La Corte di Appello, presieduta da Vincenzo Scardia, ha inflitto a Semeraro una condanna di 2 anni e 6 mesi (confermando in toto la sentenza di primo grado), riconoscendo la sospensione della pena, condizionata alla bonifica e al ripristino dei luoghi e al risarcimento delle parti civili  (confermando in toto la sentenza di primo grado). Nei confronti dei coniugi Fiorentino, assistiti dagli avvocati Giuseppe e Michele Bonsegna, era stata riconosciuta una provvisionale di 100mila euro, 35mila per l’Università, 15mila per la Regione, 5mila per il Codacons e Legambiente.
  
Nelle 38 pagine di motivazioni, il giudice estensore Eva Toscani afferma che Semeraro  «non ha operato alcuna comunicazione, anzi ha acquistato il pozzo profondo inquinato e nel quale si realizzava un contatto fra falda superficiale- già inquinata per effetto degli idrocarburi penetrati nel sottosuolo e falda profonda». Inoltre, ritiene il giudice «il reato deve essere considerato tuttora permanente, giacché si è accertato che vi sia tuttora un attuale rilascio degli idrocarburi dal terreno contaminato alla falda acquifera ed un progressivo trasporto -tuttora in atto- di detti inquinanti attraverso l'acqua di falda, secondo la direzione naturale del suo flusso».
  
Infine, tale situazione sarebbe peggiorata per "la mancata adozione di idonei interventi di messa in sicurezza e di successiva bonifica, atteso che non sono state rimosse né isolate effettivamente le matrici contaminate".

:: ATTIVITÀ DA SVOLGERE ::
- A) Riassumi in due frasi l'estratto sulla condanna di Semeraro.
- B) Riprendi l'estratto sulla condanna di Semeraro dal punto in cui si interrompe.

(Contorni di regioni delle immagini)
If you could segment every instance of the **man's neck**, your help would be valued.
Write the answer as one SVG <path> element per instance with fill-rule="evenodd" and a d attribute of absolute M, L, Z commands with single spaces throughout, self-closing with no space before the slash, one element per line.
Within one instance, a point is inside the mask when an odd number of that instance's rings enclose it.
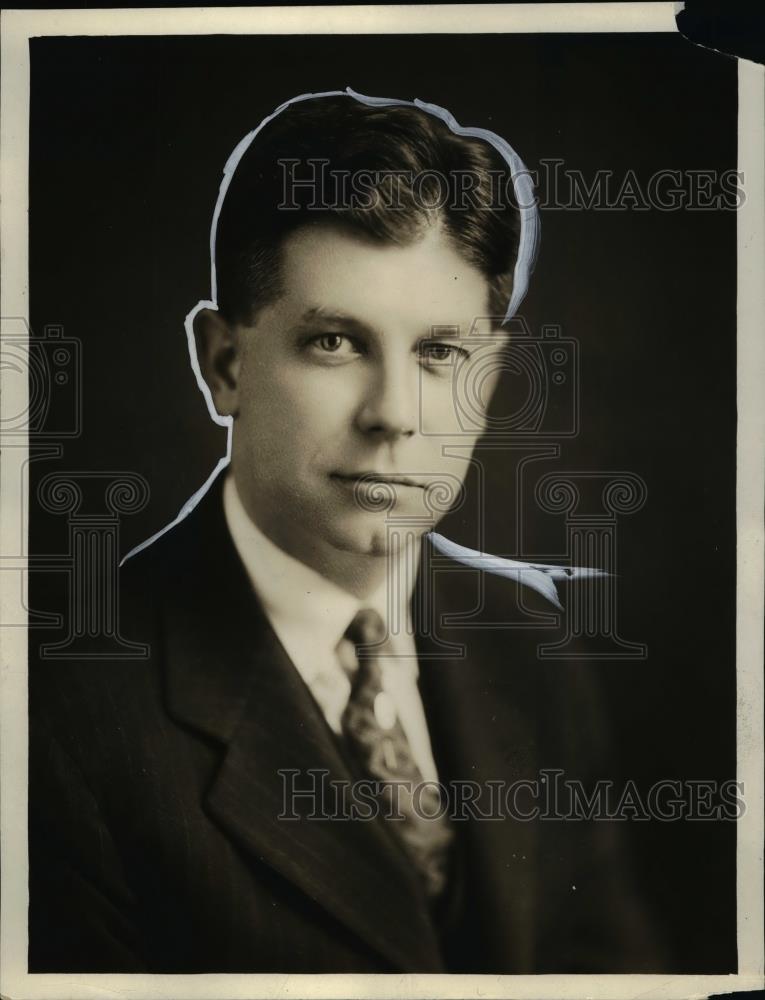
<path fill-rule="evenodd" d="M 406 555 L 404 552 L 350 551 L 331 545 L 300 525 L 280 528 L 279 524 L 259 518 L 249 509 L 239 490 L 237 494 L 247 517 L 273 545 L 359 600 L 379 591 L 390 568 Z"/>

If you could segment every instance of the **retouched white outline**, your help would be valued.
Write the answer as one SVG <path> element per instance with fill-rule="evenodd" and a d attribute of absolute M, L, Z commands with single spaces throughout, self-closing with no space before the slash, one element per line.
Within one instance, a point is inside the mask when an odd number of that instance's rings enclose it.
<path fill-rule="evenodd" d="M 540 226 L 539 226 L 539 211 L 536 206 L 536 199 L 534 197 L 534 184 L 531 180 L 529 171 L 526 168 L 523 160 L 516 153 L 513 147 L 501 136 L 497 135 L 495 132 L 491 132 L 489 129 L 484 128 L 472 128 L 464 127 L 456 121 L 454 116 L 447 111 L 445 108 L 439 107 L 437 104 L 428 104 L 424 101 L 420 101 L 415 98 L 414 101 L 400 100 L 395 97 L 370 97 L 365 94 L 359 94 L 351 87 L 346 87 L 345 90 L 325 90 L 319 91 L 317 93 L 310 94 L 299 94 L 297 97 L 292 97 L 290 100 L 285 101 L 280 104 L 275 111 L 272 111 L 270 115 L 267 115 L 260 124 L 254 128 L 251 132 L 248 132 L 243 139 L 236 144 L 231 155 L 229 156 L 226 164 L 223 168 L 223 180 L 221 181 L 220 189 L 218 191 L 218 198 L 215 203 L 215 209 L 213 211 L 212 225 L 210 226 L 210 295 L 209 299 L 202 299 L 194 306 L 191 312 L 186 316 L 184 323 L 186 330 L 186 342 L 189 350 L 189 360 L 191 362 L 191 368 L 194 372 L 194 376 L 197 380 L 197 385 L 199 386 L 200 392 L 205 398 L 207 404 L 207 412 L 214 423 L 221 427 L 227 428 L 226 435 L 226 454 L 218 459 L 215 468 L 212 470 L 210 475 L 207 477 L 205 482 L 196 490 L 188 500 L 183 504 L 177 516 L 166 524 L 164 528 L 160 528 L 159 531 L 151 535 L 145 541 L 136 545 L 135 548 L 131 549 L 127 555 L 125 555 L 120 561 L 120 566 L 124 566 L 128 559 L 132 559 L 133 556 L 142 552 L 144 549 L 149 548 L 153 545 L 159 538 L 161 538 L 166 532 L 172 530 L 178 524 L 181 523 L 188 515 L 194 510 L 197 504 L 202 500 L 207 491 L 210 489 L 212 484 L 221 474 L 221 472 L 227 468 L 231 462 L 231 443 L 232 443 L 232 431 L 234 426 L 234 421 L 232 417 L 222 417 L 215 409 L 215 403 L 213 402 L 212 394 L 210 388 L 202 376 L 202 370 L 199 366 L 199 358 L 197 357 L 196 341 L 194 339 L 194 319 L 197 314 L 202 309 L 218 309 L 218 278 L 215 272 L 215 240 L 218 230 L 218 219 L 220 218 L 221 209 L 223 208 L 223 202 L 226 198 L 226 193 L 228 191 L 231 180 L 236 172 L 236 168 L 247 152 L 247 150 L 252 145 L 258 133 L 270 122 L 280 115 L 282 111 L 288 108 L 292 104 L 297 104 L 300 101 L 310 101 L 316 100 L 322 97 L 351 97 L 362 104 L 367 104 L 372 107 L 389 107 L 392 105 L 405 106 L 419 108 L 421 111 L 426 111 L 428 114 L 433 115 L 436 118 L 440 118 L 443 122 L 448 125 L 452 132 L 457 135 L 471 136 L 477 139 L 483 139 L 492 145 L 505 160 L 507 165 L 510 167 L 511 176 L 513 179 L 513 188 L 515 190 L 516 201 L 519 206 L 519 212 L 521 216 L 521 231 L 518 243 L 518 256 L 515 262 L 515 268 L 513 271 L 513 291 L 510 296 L 510 302 L 508 303 L 507 312 L 505 313 L 505 322 L 515 315 L 518 306 L 523 301 L 526 292 L 529 287 L 529 279 L 531 272 L 534 268 L 536 258 L 539 252 L 539 242 L 540 242 Z M 459 548 L 459 547 L 458 547 Z M 465 553 L 469 553 L 469 558 L 474 560 L 476 557 L 483 556 L 483 553 L 473 551 L 472 549 L 465 549 Z M 503 562 L 499 557 L 492 557 L 497 565 L 497 562 Z M 520 568 L 520 564 L 511 563 L 507 561 L 507 568 L 512 568 L 517 572 Z M 535 586 L 535 570 L 532 566 L 526 567 L 525 564 L 522 567 L 528 569 L 530 572 L 524 572 L 523 577 L 520 578 L 521 582 L 526 583 L 534 589 L 538 589 L 540 593 L 549 596 L 549 599 L 560 607 L 557 594 L 553 597 L 549 595 L 550 581 L 544 579 L 543 582 Z M 491 570 L 490 570 L 491 571 Z M 555 588 L 553 587 L 553 590 Z"/>

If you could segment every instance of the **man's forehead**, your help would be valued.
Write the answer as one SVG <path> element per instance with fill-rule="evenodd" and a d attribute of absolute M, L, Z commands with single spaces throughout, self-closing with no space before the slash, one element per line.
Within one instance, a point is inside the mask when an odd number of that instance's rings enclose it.
<path fill-rule="evenodd" d="M 285 305 L 302 323 L 469 327 L 486 314 L 489 297 L 484 275 L 435 228 L 405 246 L 331 227 L 300 230 L 285 241 L 282 278 Z"/>

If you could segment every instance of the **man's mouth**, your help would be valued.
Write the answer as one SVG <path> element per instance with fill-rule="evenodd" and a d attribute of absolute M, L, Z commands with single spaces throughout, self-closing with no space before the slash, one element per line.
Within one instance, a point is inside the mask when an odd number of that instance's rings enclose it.
<path fill-rule="evenodd" d="M 357 483 L 374 486 L 377 483 L 385 483 L 391 486 L 413 486 L 418 489 L 425 489 L 427 481 L 425 477 L 421 480 L 391 472 L 333 472 L 331 479 L 338 479 L 341 483 L 355 486 Z"/>

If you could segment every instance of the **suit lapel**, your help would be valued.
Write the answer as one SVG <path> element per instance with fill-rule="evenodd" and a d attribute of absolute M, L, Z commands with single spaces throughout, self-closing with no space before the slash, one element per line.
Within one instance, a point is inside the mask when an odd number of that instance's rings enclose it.
<path fill-rule="evenodd" d="M 382 824 L 318 818 L 334 808 L 329 782 L 352 776 L 252 594 L 220 489 L 176 531 L 177 572 L 164 607 L 166 699 L 177 721 L 221 745 L 209 814 L 396 969 L 438 971 L 416 875 Z M 318 796 L 288 794 L 311 787 Z"/>
<path fill-rule="evenodd" d="M 517 585 L 481 582 L 476 571 L 457 567 L 430 546 L 423 551 L 420 591 L 426 576 L 432 604 L 430 613 L 428 600 L 419 604 L 429 623 L 418 631 L 419 684 L 439 777 L 447 785 L 475 784 L 478 812 L 497 807 L 503 817 L 460 824 L 469 914 L 469 926 L 460 934 L 472 932 L 478 967 L 530 972 L 537 946 L 538 831 L 532 822 L 508 817 L 507 789 L 537 777 L 538 636 L 444 624 L 448 613 L 465 614 L 477 604 L 488 608 L 485 620 L 511 618 Z M 495 598 L 500 607 L 492 609 Z M 460 647 L 461 655 L 455 653 Z M 489 782 L 501 782 L 503 791 L 494 795 Z M 519 811 L 533 805 L 523 790 L 516 804 Z"/>

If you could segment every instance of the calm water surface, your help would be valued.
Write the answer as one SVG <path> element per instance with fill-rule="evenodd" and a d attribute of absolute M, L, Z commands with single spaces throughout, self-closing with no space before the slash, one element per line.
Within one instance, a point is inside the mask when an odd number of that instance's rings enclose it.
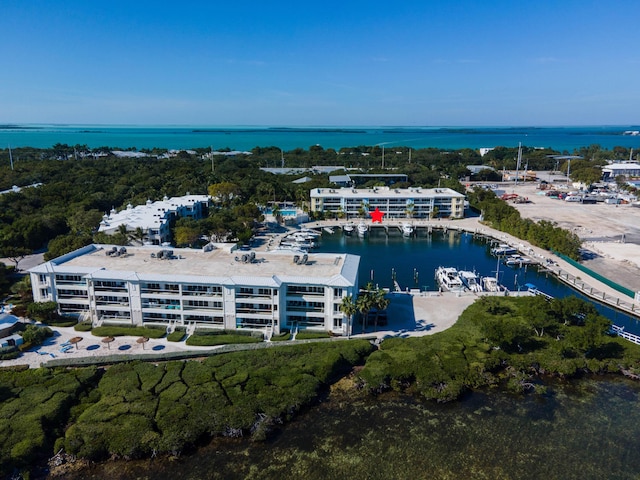
<path fill-rule="evenodd" d="M 555 276 L 539 272 L 537 267 L 512 268 L 498 264 L 491 255 L 491 243 L 474 237 L 470 233 L 449 230 L 434 230 L 427 235 L 420 230 L 417 236 L 405 238 L 399 230 L 389 229 L 386 235 L 382 229 L 375 229 L 361 238 L 353 234 L 343 235 L 337 231 L 333 235 L 323 233 L 319 252 L 348 252 L 360 255 L 360 283 L 372 280 L 379 287 L 393 289 L 393 278 L 402 290 L 419 288 L 437 291 L 435 270 L 439 266 L 455 267 L 458 270 L 475 270 L 481 276 L 495 276 L 509 290 L 525 289 L 526 283 L 536 285 L 543 292 L 554 297 L 581 295 Z M 624 313 L 595 303 L 600 313 L 616 325 L 624 326 L 631 333 L 640 335 L 640 322 Z"/>
<path fill-rule="evenodd" d="M 403 288 L 432 289 L 439 265 L 495 275 L 489 248 L 450 231 L 324 235 L 319 250 L 362 255 L 363 282 L 390 286 L 393 268 Z M 500 271 L 510 288 L 528 281 L 572 293 L 533 268 Z M 107 462 L 66 478 L 631 480 L 639 439 L 640 384 L 624 378 L 556 382 L 544 396 L 480 391 L 446 405 L 334 389 L 264 443 L 218 439 L 176 460 Z"/>
<path fill-rule="evenodd" d="M 230 148 L 251 150 L 340 149 L 358 145 L 461 149 L 480 147 L 550 147 L 560 152 L 592 144 L 640 148 L 640 136 L 623 135 L 639 126 L 594 127 L 237 127 L 132 125 L 0 125 L 0 145 L 50 148 L 56 143 L 90 148 Z"/>

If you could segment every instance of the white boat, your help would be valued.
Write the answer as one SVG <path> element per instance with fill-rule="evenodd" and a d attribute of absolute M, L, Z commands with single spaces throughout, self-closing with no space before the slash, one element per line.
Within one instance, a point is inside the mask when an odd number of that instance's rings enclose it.
<path fill-rule="evenodd" d="M 471 272 L 469 270 L 460 270 L 458 272 L 458 276 L 465 287 L 467 287 L 472 292 L 482 292 L 482 285 L 480 284 L 480 277 L 476 272 Z"/>
<path fill-rule="evenodd" d="M 531 265 L 535 263 L 533 260 L 522 255 L 509 255 L 504 263 L 510 267 L 522 267 L 523 265 Z"/>
<path fill-rule="evenodd" d="M 497 247 L 493 247 L 491 249 L 491 255 L 496 255 L 498 257 L 503 255 L 514 255 L 516 253 L 518 253 L 518 249 L 511 245 L 507 245 L 506 243 L 501 243 Z"/>
<path fill-rule="evenodd" d="M 496 277 L 482 277 L 482 288 L 485 292 L 503 292 L 504 288 Z"/>
<path fill-rule="evenodd" d="M 464 284 L 458 276 L 458 270 L 453 267 L 438 267 L 436 269 L 436 281 L 442 290 L 448 292 L 464 291 Z"/>
<path fill-rule="evenodd" d="M 282 252 L 282 251 L 286 251 L 286 252 L 293 252 L 293 253 L 309 253 L 309 250 L 307 250 L 306 248 L 302 248 L 302 247 L 296 247 L 294 245 L 280 245 L 279 247 L 276 247 L 276 250 Z"/>
<path fill-rule="evenodd" d="M 307 235 L 307 236 L 309 236 L 309 237 L 313 237 L 313 238 L 319 237 L 321 235 L 320 232 L 314 230 L 313 228 L 302 227 L 300 229 L 300 232 L 305 234 L 305 235 Z"/>

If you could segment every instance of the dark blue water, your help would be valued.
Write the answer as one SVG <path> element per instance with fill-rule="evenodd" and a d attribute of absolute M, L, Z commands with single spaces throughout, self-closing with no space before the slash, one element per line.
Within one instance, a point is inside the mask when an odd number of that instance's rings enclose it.
<path fill-rule="evenodd" d="M 624 135 L 639 126 L 596 127 L 229 127 L 115 125 L 0 125 L 0 145 L 50 148 L 56 143 L 129 148 L 230 148 L 251 150 L 340 149 L 358 145 L 461 149 L 480 147 L 550 147 L 572 152 L 592 144 L 640 148 L 640 136 Z"/>
<path fill-rule="evenodd" d="M 402 290 L 419 288 L 436 291 L 435 270 L 439 266 L 455 267 L 458 270 L 475 270 L 481 276 L 498 274 L 500 283 L 509 290 L 524 290 L 532 283 L 553 297 L 575 295 L 591 301 L 588 297 L 560 282 L 555 276 L 538 271 L 535 266 L 508 267 L 498 264 L 490 253 L 491 243 L 470 233 L 449 230 L 443 233 L 434 230 L 431 235 L 421 230 L 418 236 L 403 237 L 399 230 L 374 229 L 367 236 L 333 235 L 323 233 L 318 242 L 319 252 L 346 252 L 360 255 L 359 277 L 362 285 L 373 281 L 379 287 L 393 290 L 393 279 Z M 628 332 L 640 335 L 640 322 L 615 309 L 593 302 L 600 313 L 616 325 L 624 326 Z"/>

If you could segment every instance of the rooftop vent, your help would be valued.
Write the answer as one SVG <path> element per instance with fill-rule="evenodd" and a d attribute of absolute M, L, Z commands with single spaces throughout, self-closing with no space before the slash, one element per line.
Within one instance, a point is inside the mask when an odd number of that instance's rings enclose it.
<path fill-rule="evenodd" d="M 305 265 L 308 260 L 309 255 L 307 255 L 306 253 L 302 255 L 302 257 L 300 255 L 293 256 L 293 263 L 295 263 L 296 265 Z"/>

:: RISPOSTE ::
- A) La Corte di Appello ha confermato in toto la sentenza di primo grado, infliggendo a Semeraro 2 anni e 6 mesi con pena sospesa a condizione della bonifica, del ripristino dei luoghi e del risarcimento delle parti civili. Nelle motivazioni il giudice estensore Eva Toscani afferma che Semeraro ha acquistato il pozzo profondo inquinato senza alcuna comunicazione, che il reato è tuttora permanente per il rilascio ancora in atto di idrocarburi nella falda e che la situazione è peggiorata per la mancata messa in sicurezza e bonifica.

- B)
Secondo il pubblico ministero Ennio Cillo, titolare dell'inchiesta, l’area sottostante il cantiere universitario ed una parte del “Parco di Belloluogo" è stata contaminata da idrocarburi pesanti, che superavano i limiti previsti dalla normativa vigente. L’ipotesi era che la causa della contaminazione del suolo fosse in qualche modo collegata alla vicinanza con l’ex deposito di carburanti Apisem di proprietà della “RG Semeraro”, alla periferia nord del capoluogo salentino.A dare l'avvio alle indagini, nell'ottobre del 2010, l’esposto di alcuni residenti della zona che lamentavano la presenza di odori nauseabondi provenienti proprio dal cantiere dell'Università. L’intero complesso è stato anche sottoposto a sequestro preventivo dai carabinieri del Noe di Lecce e poi dissequestrato.
 
Il legale di Semeraro, l'avvocato Andrea Sambati, ha invece sempre sostenuto come il deposito di carburanti, insistente sul terreno della Rg Semeraro, fosse stato dismesso nel lontano 1997 e da allora non è stato più possibile alcun tipo di sversamento di materiale inquinante.
 
Riguardo alla bonifica dei luoghi, il legale dell’imprenditore ha sottolineato che quando la Rg Semeraro ha appreso dell’esistenza dell’inquinamento, ha immediatamente intrapreso le operazioni necessarie di “messa in sicurezza", "onorando",  l'impegno assunto con Regione, Provincia e Comune.